WHAT TO WORK ON: Resume the passage on user defined functions in Amazon Athena, picking up right after its final sentence.

PASSAGE SHOWN:

[start]

Querying with user defined functions
User Defined Functions (UDF) in Amazon Athena allow you to create custom functions to process records or groups of records. A UDF accepts parameters, performs work, and then returns a result.
To use a UDF in Athena, you write a USING EXTERNAL FUNCTION
clause before a
SELECT
statement in a SQL query. The SELECT
statement
references the UDF and defines the variables that are passed to the UDF when the query runs.
The SQL query invokes a Lambda function using the Java runtime when it calls the UDF. UDFs
are defined within the Lambda function as methods in a Java deployment package. Multiple UDFs
can be defined in the same Java deployment package for a Lambda function. You also specify
the name of the Lambda function in the USING EXTERNAL FUNCTION
clause.
You have two options for deploying a Lambda function for Athena UDFs. You can deploy the function directly using Lambda, or you can use the AWS Serverless Application Repository. To find existing Lambda functions for UDFs, you can search the public AWS Serverless Application Repository or your private repository and then deploy to Lambda. You can also create or modify Java source code, package it into a JAR file, and deploy it using Lambda or the AWS Serverless Application Repository. For example Java source code and packages to get you started, see Creating and deploying a UDF using Lambda. For more information about Lambda, see AWS Lambda Developer Guide. For more information about AWS Serverless Application Repository, see the AWS Serverless Application Repository Developer Guide.
For an example that uses UDFs with Athena to translate and analyze
text, see the AWS Machine Learning Blog article Translate and analyze text using SQL functions with Amazon Athena, Amazon Translate, and
Amazon Comprehend
For an example of using UDFs to extend geospatial queries in Amazon Athena, see Extend geospatial queries in Amazon Athena with UDFs and AWS Lambda
Considerations and limitations
-
Built-in Athena functions – Built-in functions in Athena are designed to be highly performant. We recommend that you use built-in functions over UDFs when possible. For more information about built-in functions, see Functions in Amazon Athena.
-
Scalar UDFs only – Athena only supports scalar UDFs, which process one row at a time and return a single column value. Athena passes a batch of rows, potentially in parallel, to the UDF each time it invokes Lambda. When designing UDFs and queries, be mindful of the potential impact to network traffic of this processing.

[end]

SOURCE EXCERPT:
[start]

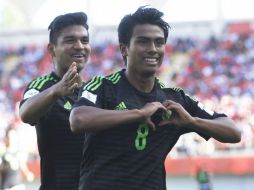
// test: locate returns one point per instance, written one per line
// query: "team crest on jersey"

[end]

TASK RESULT:
-
UDF handler functions use abbreviated format – Use abbreviated format (not full format), for your UDF functions (for example,
package.Class
instead ofpackage.Class::method
). -
UDF methods must be lowercase – UDF methods must be in lowercase; camel case is not permitted.
-
UDF methods require parameters – UDF methods must have at least one input parameter. Attempting to invoke a UDF defined without input parameters causes a runtime exception. UDFs are meant to perform functions against data records, but a UDF without arguments takes in no data, so an exception occurs.
-
Java runtime support – Currently, Athena UDFs support the Java 8 and Java 11 runtimes for Lambda. For more information, see Building Lambda functions with Java in the AWS Lambda Developer Guide.
-
IAM permissions – To run and create UDF query statements in Athena, the IAM principal running the query must be allowed to perform actions in addition to Athena functions. For more information, see Example IAM permissions policies to allow Amazon Athena User Defined Functions (UDF).
-
Lambda quotas – Lambda quotas apply to UDFs. For more information, see Lambda quotas in the AWS Lambda Developer Guide.
-
Row-level filtering – Lake Formation row-level filtering is not supported for UDFs.
-
Views – You cannot use views with UDFs.
-
Known issues – For the most up-to-date list of known issues, see Limitations and issues
in the awslabs/aws-athena-query-federation section of GitHub.
Videos
Watch the following videos to learn more about using UDFs in Athena.
Video: Introducing User Defined Functions (UDFs) in Amazon Athena
The following video shows how you can use UDFs in Amazon Athena to redact sensitive information.
Note
The syntax in this video is prerelease, but the concepts are the same. Use Athena
without the AmazonAthenaPreviewFunctionality
workgroup.
Video: Translate, analyze, and redact text fields using SQL queries in Amazon Athena
The following video shows how you can use UDFs in Amazon Athena together with other AWS services to translate and analyze text.
Note
The syntax in this video is prerelease, but the concepts are the same. For the
correct syntax, see the related blog post Translate, redact, and analyze text using SQL functions with Amazon Athena, Amazon Translate,
and Amazon Comprehend
UDF query syntax
The USING EXTERNAL FUNCTION
clause specifies a UDF or multiple UDFs that
can be referenced by a subsequent SELECT
statement in the query. You need
the method name for the UDF and the name of the Lambda function that hosts the UDF. In
place of the Lambda function name, you can use the Lambda ARN. In cross-account scenarios,
the Lambda ARN is required.
Synopsis
USING EXTERNAL FUNCTION UDF_name
(variable1
data_type
[, variable2
data_type
][,...])
RETURNS data_type
LAMBDA 'lambda_function_name_or_ARN
'
[, EXTERNAL FUNCTION UDF_name2
(variable1
data_type
[, variable2
data_type
][,...])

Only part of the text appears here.